- [What to produce]
Please copy the records starting at the line that contains "as [[308, 1098]]." and ending at the line that contains "888], [140, 449]]", keeping every line, and shift each answer coordinate by -83.
[Supplied records start]
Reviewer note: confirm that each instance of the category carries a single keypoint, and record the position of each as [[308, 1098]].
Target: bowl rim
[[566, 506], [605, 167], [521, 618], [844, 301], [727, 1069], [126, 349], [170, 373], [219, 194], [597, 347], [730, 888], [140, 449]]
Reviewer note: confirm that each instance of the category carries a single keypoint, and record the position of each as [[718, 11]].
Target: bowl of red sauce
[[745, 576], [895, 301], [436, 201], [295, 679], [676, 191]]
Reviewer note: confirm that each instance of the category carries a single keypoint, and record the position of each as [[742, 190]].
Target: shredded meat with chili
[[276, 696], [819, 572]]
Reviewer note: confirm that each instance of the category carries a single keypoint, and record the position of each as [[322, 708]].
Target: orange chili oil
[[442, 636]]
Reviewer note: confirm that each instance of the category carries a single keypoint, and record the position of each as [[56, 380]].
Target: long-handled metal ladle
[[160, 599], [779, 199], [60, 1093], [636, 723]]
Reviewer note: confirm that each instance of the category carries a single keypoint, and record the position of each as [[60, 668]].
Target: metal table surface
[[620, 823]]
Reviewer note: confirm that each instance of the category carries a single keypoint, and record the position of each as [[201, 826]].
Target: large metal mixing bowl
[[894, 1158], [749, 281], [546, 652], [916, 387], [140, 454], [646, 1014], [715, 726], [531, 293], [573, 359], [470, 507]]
[Supplied records end]
[Supplied records start]
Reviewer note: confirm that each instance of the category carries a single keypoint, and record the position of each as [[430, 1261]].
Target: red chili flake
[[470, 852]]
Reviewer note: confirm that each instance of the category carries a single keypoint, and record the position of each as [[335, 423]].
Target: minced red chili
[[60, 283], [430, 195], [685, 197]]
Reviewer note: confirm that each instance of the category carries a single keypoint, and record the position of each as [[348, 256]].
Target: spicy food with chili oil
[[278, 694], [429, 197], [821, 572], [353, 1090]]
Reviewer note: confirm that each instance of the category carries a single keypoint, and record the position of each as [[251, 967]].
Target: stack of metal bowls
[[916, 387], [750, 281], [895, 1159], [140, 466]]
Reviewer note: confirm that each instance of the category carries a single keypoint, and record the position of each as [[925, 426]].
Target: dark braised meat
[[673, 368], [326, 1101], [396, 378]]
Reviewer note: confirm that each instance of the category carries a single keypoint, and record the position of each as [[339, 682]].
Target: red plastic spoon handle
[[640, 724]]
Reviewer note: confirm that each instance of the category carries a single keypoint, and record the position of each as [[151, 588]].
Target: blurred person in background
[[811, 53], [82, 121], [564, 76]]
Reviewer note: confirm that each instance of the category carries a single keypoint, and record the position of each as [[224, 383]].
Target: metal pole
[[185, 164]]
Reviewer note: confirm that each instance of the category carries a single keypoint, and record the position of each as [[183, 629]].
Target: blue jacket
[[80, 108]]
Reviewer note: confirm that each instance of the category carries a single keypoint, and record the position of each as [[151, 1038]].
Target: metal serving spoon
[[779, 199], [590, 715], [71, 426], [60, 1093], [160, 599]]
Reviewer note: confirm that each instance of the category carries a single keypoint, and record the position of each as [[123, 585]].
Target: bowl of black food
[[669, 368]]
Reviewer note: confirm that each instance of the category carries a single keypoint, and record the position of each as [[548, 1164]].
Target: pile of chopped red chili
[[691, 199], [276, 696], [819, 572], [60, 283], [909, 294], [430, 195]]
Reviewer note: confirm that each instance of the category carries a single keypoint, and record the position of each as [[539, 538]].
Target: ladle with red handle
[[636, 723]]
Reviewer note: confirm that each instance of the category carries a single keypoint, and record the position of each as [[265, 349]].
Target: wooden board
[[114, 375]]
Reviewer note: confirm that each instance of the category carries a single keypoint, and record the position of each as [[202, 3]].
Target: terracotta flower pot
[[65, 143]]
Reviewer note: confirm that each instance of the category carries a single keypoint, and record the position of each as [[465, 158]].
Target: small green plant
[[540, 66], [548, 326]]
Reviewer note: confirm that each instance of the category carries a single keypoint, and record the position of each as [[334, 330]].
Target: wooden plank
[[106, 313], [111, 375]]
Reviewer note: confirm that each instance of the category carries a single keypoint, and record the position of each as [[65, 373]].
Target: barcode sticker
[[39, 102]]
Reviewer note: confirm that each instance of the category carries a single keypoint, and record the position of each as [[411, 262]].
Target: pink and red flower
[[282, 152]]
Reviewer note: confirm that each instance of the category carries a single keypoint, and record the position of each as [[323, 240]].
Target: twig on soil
[Supplied records end]
[Supplied records start]
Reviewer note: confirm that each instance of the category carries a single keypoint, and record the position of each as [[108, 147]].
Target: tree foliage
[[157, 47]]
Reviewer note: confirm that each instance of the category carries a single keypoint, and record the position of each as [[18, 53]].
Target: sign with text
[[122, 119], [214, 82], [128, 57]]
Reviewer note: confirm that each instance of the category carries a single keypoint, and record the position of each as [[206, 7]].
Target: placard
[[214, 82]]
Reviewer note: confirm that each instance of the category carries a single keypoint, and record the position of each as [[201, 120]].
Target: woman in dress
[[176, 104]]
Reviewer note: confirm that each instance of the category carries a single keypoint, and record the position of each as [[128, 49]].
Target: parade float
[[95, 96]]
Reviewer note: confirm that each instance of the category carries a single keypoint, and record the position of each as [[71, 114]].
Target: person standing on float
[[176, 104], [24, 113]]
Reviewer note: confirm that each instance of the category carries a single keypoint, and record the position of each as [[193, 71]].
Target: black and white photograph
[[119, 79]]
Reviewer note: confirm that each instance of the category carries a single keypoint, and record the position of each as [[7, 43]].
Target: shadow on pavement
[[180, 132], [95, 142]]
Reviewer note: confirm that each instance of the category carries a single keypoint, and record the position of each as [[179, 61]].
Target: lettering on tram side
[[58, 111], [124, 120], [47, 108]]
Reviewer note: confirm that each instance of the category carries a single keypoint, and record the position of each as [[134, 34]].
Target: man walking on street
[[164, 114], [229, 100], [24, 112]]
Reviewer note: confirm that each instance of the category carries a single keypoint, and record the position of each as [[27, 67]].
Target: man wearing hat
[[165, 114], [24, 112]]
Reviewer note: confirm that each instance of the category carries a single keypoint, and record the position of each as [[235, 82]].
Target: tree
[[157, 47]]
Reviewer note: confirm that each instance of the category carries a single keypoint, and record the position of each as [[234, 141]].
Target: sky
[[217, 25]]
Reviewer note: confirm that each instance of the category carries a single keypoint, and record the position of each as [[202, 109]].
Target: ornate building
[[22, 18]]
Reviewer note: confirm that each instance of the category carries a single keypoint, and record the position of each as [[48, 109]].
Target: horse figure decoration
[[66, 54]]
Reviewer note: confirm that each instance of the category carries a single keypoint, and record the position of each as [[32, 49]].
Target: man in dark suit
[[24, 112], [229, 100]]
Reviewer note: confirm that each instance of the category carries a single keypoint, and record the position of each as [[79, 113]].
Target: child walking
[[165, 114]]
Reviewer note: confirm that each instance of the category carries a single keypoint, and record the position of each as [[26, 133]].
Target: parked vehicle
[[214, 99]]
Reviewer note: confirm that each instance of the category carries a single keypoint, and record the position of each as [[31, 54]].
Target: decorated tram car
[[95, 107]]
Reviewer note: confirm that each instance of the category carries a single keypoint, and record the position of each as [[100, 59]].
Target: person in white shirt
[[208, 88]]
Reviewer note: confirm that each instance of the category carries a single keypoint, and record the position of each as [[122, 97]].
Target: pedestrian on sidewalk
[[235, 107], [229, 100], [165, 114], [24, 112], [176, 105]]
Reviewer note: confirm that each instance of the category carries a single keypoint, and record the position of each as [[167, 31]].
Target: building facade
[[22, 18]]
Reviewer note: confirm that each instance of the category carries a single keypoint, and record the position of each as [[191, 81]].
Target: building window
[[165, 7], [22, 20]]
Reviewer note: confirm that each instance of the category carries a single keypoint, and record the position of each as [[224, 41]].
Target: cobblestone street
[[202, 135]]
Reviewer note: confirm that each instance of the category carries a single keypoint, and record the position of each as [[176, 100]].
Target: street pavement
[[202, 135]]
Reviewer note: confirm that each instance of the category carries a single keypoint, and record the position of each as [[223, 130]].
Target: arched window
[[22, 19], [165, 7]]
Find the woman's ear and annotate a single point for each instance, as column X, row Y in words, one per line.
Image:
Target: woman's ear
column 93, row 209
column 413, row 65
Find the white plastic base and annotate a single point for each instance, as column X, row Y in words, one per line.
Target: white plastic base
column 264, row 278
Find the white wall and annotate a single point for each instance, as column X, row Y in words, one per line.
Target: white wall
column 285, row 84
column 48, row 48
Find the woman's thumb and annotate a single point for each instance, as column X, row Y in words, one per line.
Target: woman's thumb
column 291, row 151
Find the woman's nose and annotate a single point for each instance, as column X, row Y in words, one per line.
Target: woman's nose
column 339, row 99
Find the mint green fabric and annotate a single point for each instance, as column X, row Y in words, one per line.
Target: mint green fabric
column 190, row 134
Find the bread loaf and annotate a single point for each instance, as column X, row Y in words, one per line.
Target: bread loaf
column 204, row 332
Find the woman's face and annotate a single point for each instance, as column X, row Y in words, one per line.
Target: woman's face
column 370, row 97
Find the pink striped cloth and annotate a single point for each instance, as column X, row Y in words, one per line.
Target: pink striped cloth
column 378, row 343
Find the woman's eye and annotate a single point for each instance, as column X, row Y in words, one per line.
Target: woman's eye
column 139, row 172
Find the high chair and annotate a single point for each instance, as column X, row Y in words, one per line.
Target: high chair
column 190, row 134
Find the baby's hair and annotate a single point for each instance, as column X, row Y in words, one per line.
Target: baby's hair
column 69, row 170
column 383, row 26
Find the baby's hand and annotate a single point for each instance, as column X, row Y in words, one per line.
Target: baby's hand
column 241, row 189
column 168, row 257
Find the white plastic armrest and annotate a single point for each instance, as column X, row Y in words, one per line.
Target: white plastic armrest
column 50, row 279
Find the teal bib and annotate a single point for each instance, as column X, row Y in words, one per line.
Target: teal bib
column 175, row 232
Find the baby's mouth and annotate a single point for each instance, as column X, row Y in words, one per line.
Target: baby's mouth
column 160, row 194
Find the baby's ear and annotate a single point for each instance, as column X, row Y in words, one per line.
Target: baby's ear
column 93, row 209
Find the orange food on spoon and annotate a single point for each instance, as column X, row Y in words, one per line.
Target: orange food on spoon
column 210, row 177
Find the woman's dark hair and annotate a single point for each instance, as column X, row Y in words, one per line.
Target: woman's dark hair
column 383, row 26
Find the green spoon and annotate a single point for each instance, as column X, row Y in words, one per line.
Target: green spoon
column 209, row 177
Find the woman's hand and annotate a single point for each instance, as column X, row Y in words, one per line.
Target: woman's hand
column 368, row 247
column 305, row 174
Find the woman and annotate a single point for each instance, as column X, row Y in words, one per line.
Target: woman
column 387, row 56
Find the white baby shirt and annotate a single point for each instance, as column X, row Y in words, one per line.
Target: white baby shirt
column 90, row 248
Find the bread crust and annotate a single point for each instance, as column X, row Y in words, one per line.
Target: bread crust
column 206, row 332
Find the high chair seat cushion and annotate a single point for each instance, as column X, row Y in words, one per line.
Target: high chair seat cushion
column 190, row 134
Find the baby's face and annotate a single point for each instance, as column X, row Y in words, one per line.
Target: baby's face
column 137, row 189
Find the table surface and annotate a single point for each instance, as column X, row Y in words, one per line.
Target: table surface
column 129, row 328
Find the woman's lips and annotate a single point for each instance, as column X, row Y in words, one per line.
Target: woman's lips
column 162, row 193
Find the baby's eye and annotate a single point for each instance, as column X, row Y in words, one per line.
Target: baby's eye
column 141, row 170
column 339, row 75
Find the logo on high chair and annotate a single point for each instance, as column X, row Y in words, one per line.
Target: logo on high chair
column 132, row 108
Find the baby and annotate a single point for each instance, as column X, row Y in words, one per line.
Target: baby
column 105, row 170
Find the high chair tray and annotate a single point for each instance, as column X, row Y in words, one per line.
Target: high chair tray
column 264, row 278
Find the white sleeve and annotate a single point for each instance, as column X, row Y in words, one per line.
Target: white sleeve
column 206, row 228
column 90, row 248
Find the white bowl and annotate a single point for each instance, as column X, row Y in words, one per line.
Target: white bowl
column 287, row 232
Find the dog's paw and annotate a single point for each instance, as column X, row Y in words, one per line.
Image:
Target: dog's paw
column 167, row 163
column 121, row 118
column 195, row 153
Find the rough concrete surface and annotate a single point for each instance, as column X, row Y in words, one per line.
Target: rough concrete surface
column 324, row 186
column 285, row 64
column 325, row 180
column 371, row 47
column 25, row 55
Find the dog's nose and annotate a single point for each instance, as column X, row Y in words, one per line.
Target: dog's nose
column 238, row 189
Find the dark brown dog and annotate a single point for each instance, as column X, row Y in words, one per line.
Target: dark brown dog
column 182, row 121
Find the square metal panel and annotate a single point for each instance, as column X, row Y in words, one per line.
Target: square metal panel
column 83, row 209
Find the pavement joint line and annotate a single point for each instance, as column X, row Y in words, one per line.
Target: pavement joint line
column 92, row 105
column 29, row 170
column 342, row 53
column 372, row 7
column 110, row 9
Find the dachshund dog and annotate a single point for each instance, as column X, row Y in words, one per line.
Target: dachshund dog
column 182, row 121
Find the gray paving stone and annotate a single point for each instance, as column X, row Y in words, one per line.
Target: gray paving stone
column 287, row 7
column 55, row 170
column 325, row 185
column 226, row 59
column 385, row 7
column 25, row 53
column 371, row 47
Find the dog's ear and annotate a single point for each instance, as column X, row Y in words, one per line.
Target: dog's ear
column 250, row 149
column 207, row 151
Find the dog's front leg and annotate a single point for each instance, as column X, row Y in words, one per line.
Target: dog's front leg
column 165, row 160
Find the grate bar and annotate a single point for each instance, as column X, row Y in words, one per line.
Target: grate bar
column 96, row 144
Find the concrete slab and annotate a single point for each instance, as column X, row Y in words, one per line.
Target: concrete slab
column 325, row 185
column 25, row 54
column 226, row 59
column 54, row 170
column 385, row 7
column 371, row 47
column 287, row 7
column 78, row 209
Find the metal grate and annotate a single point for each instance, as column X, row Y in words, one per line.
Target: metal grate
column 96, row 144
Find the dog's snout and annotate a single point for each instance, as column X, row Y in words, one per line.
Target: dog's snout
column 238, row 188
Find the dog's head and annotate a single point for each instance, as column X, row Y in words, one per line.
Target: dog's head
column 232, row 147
[Supplied records end]
- [Exercise response]
Reviewer note: confirm that each instance of the category carries a single keypoint, and record the position of each as [[308, 1098]].
Target: bowl rim
[[483, 423], [522, 84], [438, 535], [761, 218], [644, 986], [43, 266], [87, 290], [136, 111], [514, 264], [647, 805], [57, 366]]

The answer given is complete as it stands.